# Исходный текст:
---------------
О нечеловечески трудной битве на Тереке можно написать отдельную книгу, и она, наверное, будет написана. Те, кому довелось провести сентябрь и октябрь на этом рубеже, до конца своих дней сберегут память о суровых днях, когда густая, тяжелая пелена пыли и порохового дыма затягивала солнце, когда скалы крошились под ударами снарядов и бомб, когда все вокруг гудело, тряслось, рассыпалось и гибло, и только упрямые, закопченные, полузасыпанные землей, оглохшие люди в выгоревших гимнастерках и пилотках с зелеными звездочками, прижавшись к горячим камням, вели упорный, многодневный бой.
Так же как на севере, у берегов Волги, здесь, на Тереке, мерили расстояние на метры, вели многодневные жестокие бои за какой-нибудь отдельный полуразбитый дом, за холм, изрытый снарядами, за усеянный крупным булыжником мертвый островок на бурной реке. Отсюда пошла слава братьев Остапенко, уничтоживших вдвоем из противотанкового ружья за два дня несколько танков. Тут наводила на фашистов ужас морская пехота, дравшаяся среди скал и лесов с таким упорством и умением, словно под нею была стальная палуба родного корабля, а не предательски осыпавшийся щебень. И подразделения пограничников, брошенные на защиту Кавказа, сражались с тем невероятным упорством, которое неизменно пугало гитлеровцев.
В тесных ущельях, на узких горных тропах воевали плечом к плечу седобородые кубанские казаки с георгиевскими крестами, полученными еще за японскую войну, и смуглолицые юноши с бакинских нефтепромыслов, лезгины из горных аулов и шахтеры Зангезура, и газеты повторяли в эти дни слова клятвы, принесенной старейшими представителями народов Кавказа: «Как горные реки не потекут вспять, как прекрасное солнце не перестанет светить над нашей землей, так и черные тучи фашизма никогда не покроют наши Кавказские горы. Не бывать собаке Гитлеру хозяином над нашим Кавказом, над нашей Советской страной!..»
Когда горсточка молодых пилотов 84-го полка влилась в лагерь защитников Кавказа, она очень быстро прониклась строгим сознанием ответственности за судьбу своей земли.
Летала молодежь все на тех же устарелых «чайках», на которых многие летчики начинали войну. В блиндажах, вырытых на берегу Терека, они сложили грустную песенку:
«Чайка» смело пролетелаНад седой волной.Перевернулась... и не вернулась...Вечный ей покой!..
В то время «чайки» были уже сняты с производства, и на заводах строились сотни и тысячи новейших летательных аппаратов, которые в будущих сражениях должны были разгромить немецкую авиацию. Уже тогда над седыми волнами бурного Терека все чаще появлялись эскадрильи быстрых «Яковлевых», которых «мессершмитты» сторонились. Но «чайки» все еще оставались в строю, и летчики навсегда сохранили трогательную привязанность к ним: все-таки целых два года вились «чайки» над полями битв, и тысячи подвигов совершили наши пилоты на них, проходя трудный путь войны.
---------------
# Исходный материал:
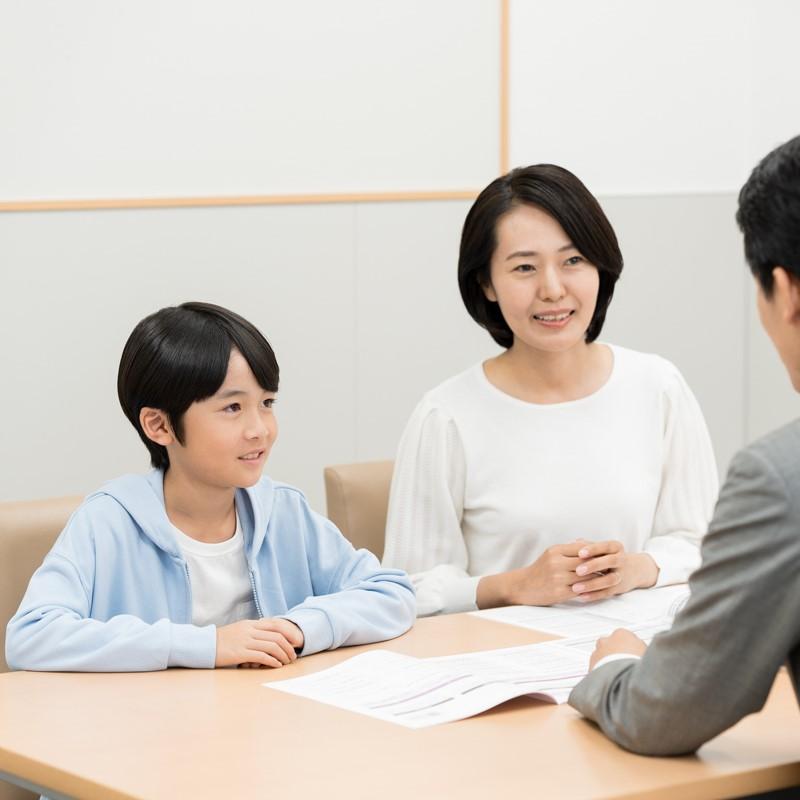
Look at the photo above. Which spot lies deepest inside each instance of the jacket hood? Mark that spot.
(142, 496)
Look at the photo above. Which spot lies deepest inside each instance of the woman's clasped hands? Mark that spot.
---------------
# Обязательное задание:
Перепишите из текста о битве на Тереке фрагмент, начиная со слов «Летала молодежь все» и продолжая до слов «трудный путь войны.» включительно.

# Решение задачи:
Летала молодежь все на тех же устарелых «чайках», на которых многие летчики начинали войну. В блиндажах, вырытых на берегу Терека, они сложили грустную песенку:
«Чайка» смело пролетелаНад седой волной.Перевернулась... и не вернулась...Вечный ей покой!..
В то время «чайки» были уже сняты с производства, и на заводах строились сотни и тысячи новейших летательных аппаратов, которые в будущих сражениях должны были разгромить немецкую авиацию. Уже тогда над седыми волнами бурного Терека все чаще появлялись эскадрильи быстрых «Яковлевых», которых «мессершмитты» сторонились. Но «чайки» все еще оставались в строю, и летчики навсегда сохранили трогательную привязанность к ним: все-таки целых два года вились «чайки» над полями битв, и тысячи подвигов совершили наши пилоты на них, проходя трудный путь войны.